▶ **Records for this exercise**:
>>>>>
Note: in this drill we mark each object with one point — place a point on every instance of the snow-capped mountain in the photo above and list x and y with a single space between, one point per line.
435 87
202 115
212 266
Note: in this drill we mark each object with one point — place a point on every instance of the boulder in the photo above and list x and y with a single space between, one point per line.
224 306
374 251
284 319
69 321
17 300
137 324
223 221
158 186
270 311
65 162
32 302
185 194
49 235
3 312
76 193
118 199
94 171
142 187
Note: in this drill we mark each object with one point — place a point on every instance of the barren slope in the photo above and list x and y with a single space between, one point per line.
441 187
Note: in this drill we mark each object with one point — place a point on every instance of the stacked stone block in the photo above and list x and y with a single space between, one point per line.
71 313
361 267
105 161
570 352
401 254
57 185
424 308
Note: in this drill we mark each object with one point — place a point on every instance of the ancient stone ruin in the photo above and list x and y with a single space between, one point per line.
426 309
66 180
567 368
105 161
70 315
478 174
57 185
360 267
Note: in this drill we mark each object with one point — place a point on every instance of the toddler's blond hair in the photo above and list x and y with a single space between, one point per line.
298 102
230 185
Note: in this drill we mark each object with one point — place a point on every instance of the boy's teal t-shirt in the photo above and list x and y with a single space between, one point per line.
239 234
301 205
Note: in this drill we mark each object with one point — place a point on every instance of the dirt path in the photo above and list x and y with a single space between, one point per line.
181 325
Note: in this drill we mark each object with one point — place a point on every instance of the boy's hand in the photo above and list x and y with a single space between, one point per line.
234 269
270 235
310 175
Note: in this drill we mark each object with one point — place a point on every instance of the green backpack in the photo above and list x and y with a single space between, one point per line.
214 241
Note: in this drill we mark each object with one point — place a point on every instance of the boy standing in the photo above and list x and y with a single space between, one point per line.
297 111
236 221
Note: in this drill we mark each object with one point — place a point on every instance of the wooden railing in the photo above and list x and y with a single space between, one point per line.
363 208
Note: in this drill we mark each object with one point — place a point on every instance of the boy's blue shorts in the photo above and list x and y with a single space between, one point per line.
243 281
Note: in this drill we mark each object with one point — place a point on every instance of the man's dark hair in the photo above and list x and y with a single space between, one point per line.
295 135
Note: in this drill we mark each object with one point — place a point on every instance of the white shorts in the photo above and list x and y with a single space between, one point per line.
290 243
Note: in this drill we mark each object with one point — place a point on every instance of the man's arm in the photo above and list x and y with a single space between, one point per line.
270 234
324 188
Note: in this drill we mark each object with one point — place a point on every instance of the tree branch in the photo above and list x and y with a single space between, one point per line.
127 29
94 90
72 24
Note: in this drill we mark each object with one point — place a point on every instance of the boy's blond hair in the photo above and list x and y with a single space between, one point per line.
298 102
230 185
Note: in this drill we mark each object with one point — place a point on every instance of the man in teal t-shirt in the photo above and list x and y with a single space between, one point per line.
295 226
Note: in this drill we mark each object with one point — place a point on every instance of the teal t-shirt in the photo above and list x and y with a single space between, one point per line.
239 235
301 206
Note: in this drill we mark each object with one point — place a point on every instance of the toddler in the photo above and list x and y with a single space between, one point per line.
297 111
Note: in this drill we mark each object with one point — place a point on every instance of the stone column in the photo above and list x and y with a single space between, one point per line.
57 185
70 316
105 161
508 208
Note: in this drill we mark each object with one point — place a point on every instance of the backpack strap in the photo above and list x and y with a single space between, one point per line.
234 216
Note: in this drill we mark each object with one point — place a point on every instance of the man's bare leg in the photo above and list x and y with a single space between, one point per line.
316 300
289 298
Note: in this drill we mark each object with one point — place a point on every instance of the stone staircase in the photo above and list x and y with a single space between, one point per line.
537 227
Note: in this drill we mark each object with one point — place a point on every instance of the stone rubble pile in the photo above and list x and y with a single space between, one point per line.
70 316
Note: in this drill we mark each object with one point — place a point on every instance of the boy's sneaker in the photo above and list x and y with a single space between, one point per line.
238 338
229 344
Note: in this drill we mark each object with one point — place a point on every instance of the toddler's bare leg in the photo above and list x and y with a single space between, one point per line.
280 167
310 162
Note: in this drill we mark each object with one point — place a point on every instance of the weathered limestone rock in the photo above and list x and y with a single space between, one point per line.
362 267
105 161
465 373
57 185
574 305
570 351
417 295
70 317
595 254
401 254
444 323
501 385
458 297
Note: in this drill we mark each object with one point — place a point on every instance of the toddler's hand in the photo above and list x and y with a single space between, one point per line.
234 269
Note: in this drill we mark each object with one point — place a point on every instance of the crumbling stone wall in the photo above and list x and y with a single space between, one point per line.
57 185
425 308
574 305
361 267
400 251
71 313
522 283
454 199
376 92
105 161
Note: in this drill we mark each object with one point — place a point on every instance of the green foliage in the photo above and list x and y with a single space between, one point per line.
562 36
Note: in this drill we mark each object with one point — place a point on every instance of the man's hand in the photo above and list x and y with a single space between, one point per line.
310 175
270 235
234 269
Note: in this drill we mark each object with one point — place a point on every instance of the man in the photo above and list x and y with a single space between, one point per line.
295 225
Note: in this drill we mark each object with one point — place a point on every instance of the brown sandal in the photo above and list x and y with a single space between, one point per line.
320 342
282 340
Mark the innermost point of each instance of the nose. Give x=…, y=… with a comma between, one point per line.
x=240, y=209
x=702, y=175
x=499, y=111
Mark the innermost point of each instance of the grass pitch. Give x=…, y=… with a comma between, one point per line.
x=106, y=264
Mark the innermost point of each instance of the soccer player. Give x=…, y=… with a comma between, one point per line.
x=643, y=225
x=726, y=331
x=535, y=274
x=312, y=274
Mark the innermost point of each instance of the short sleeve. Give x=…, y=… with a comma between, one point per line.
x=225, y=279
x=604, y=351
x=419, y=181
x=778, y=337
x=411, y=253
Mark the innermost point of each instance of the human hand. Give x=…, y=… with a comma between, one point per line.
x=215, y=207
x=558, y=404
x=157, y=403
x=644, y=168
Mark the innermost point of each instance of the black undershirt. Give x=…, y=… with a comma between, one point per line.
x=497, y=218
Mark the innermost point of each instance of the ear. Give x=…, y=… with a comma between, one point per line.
<<<<<
Each line of the listing should be copied exactly.

▶ **Worked solution**:
Note: in this drill we mark each object with one point — place a point on every instance of the snow-capped mountain in the photo above and list x and y with a single space between, one point per line.
435 87
202 115
212 266
Note: in this drill we mark each object with one point — place a point on every instance of the boulder in the photo above and list x and y with a single space between, one point per line.
224 306
374 251
284 319
69 321
17 300
137 324
223 221
158 186
270 311
65 162
32 302
185 194
49 235
3 312
76 193
118 199
94 171
142 187
Note: in this drill we mark each object with one point — place a point on every instance of the barren slope in the photo above and list x and y with a single space between, one point per line.
441 187
Note: in this drill we mark each object with one point — place a point on every instance of the stacked stone block in the photo above and list x and y with a single space between, one point per line.
71 313
361 267
105 161
570 352
401 254
57 185
424 308
Note: in this drill we mark each object with one point — place a point on every instance of the ancient stone ruin in the photo above and list x and y with a single space between, one point per line.
426 309
66 180
567 368
105 161
70 315
478 174
57 185
360 267
Note: in this drill we mark each object with one point — place a point on every instance of the toddler's blond hair in the photo above and list x and y with a single space between, one point per line.
298 102
230 185
Note: in this drill we mark each object with one point — place a point on every instance of the boy's teal t-shirt in the photo above and list x and y with a single space between, one point per line.
239 234
301 205
Note: in this drill we mark each object with one point — place a point on every instance of the dirt path in the photo above and list x and y with a single space between, one point per line.
181 325
Note: in this drill we mark each object with one point — place a point on every instance of the boy's hand in the photo above and list x and y with a single space between, one point per line.
234 269
270 235
310 175
Note: in this drill we mark each object with one point — place a point on every instance of the green backpack in the photo above and list x and y with a single space between, one point per line.
214 241
Note: in this drill we mark each object with one point — place a point on every instance of the boy standing in the photo above and list x and y with a single space between, one point per line.
297 111
236 221
Note: in this drill we mark each object with one point — place a point on every instance of the wooden railing in the photo above and list x and y with a single space between, one point per line.
363 208
Note: in this drill we mark each object with one point — place a point on every instance of the boy's blue shorts in the photo above and list x and y with a single space between, one point per line.
243 281
Note: in this drill we mark each object with one point — place a point on every instance of the man's dark hair in the photo above and list x and y with a single space between, one point per line.
295 135
Note: in this drill we mark each object with one point — place a point on every instance of the white shorts in the photo above and list x and y with a single space between, one point per line.
290 243
Note: in this drill we mark each object with one point — place a point on every instance of the man's arm in the photo above and list x and y with a single space between, one point per line.
270 234
324 188
Note: in this drill we mark each object with one point — place a point on every instance of the tree branch in the photo above and list x and y with a single space between, one point per line.
127 29
94 90
72 24
Note: in this drill we mark each object with one point — place a point on every instance of the boy's blond hair in the photo above and list x and y with a single space between, one point per line.
298 102
230 185
Note: in this drill we mark each object with one point — place a point on every instance of the man in teal t-shirt in the photo above and list x and y with a single space between, one point per line.
295 226
Note: in this drill we mark each object with one point — place a point on every instance of the teal t-shirt in the photo above and list x and y with a single space between, one point per line.
239 235
301 206
Note: in this drill we mark each object with one point — place a point on every instance of the toddler in the photo above and list x and y with a single space between, one point per line.
297 111
Note: in this drill we mark each object with one point — place a point on every instance of the stone column in the photo above and list x and y with a single space between, one point per line.
57 185
70 316
105 161
508 208
Note: in this drill we mark each object with one point — place a point on every instance of the backpack strap in the photo above and list x and y with a single space between, one point per line.
234 216
Note: in this drill we mark each object with one point — place a point on every instance of the man's bare leg in the photo above and list x and y with a single space between, one point per line.
316 300
289 298
Note: in this drill we mark each object with one point — place a point on every instance of the stone staircase in the photo above and list x and y with a single space between, one point per line.
537 227
Note: in this drill we mark each object with one point — place a point on every instance of the stone rubble pile in the photo above and list x and y with a single space between, one point per line.
70 316
Note: in this drill we mark each object with one point — place a point on every instance of the boy's sneaker in the photo above and list x and y with a single space between, one point per line.
238 338
229 344
Note: in this drill we mark each object with one point — place a point on every instance of the toddler's bare leg in the photo above and list x and y with a single space between, one point per line.
280 167
310 162
Note: in this drill we mark each object with one point — place a point on every instance of the weathered limestone rock in the photo above and list x and y with a single space between, one point per line.
362 267
105 161
465 373
57 185
574 305
570 351
417 295
70 317
595 254
401 254
444 323
501 385
458 297
Note: in this drill we mark each object with one point — place a point on every instance of the toddler's hand in the photo above and list x and y with a single space between, one point per line.
234 269
Note: in this drill we mark each object with one point — place a point on every instance of the crumbling stone wall in the photo above and list x and y with a single space between, one point per line.
57 185
425 308
574 305
361 267
400 251
71 313
522 283
454 199
376 92
105 161
Note: in this drill we mark each object with one point — place a point on every instance of the green foliage in the photo above and list x and y with a single space between, one point per line.
562 36
Note: in this drill we mark each object with one point — place a point on every instance of the man's hand in the photo above and list x and y with a single space between, one point per line.
310 175
270 235
234 269
Note: in this drill we mark each object with one point — place a point on every instance of the man in the photo above and list x and y with a single space between, one point per line.
295 225
Note: in this drill we mark each object with one point — place a point on every instance of the brown sandal in the photo above and list x and y with a single space between, one point per line.
320 342
282 340
Mark the innermost point of each instance of the nose. Give x=…, y=… with a comma between, one point per line.
x=240, y=209
x=702, y=175
x=499, y=111
Mark the innermost point of each instance of the grass pitch. Give x=…, y=… with a comma between, one point per line.
x=106, y=264
Mark the innermost point of each instance of the soccer player. Give x=…, y=… with a comma between, one point per line.
x=643, y=225
x=726, y=331
x=535, y=274
x=312, y=274
Mark the innermost point of each instance of the short sleeve. Give x=…, y=… with a comma between, one point per line.
x=225, y=279
x=604, y=351
x=419, y=181
x=778, y=337
x=411, y=253
Mark the innermost point of each instance of the human hand. Give x=…, y=… with a comma between, one point per line.
x=215, y=207
x=558, y=404
x=157, y=403
x=644, y=168
Mark the innermost point of each instance of the black undershirt. Give x=…, y=… with a comma between, one point per line.
x=497, y=218
Mark the innermost point of each instance of the ear. Give x=…, y=… with a comma between, one point per line.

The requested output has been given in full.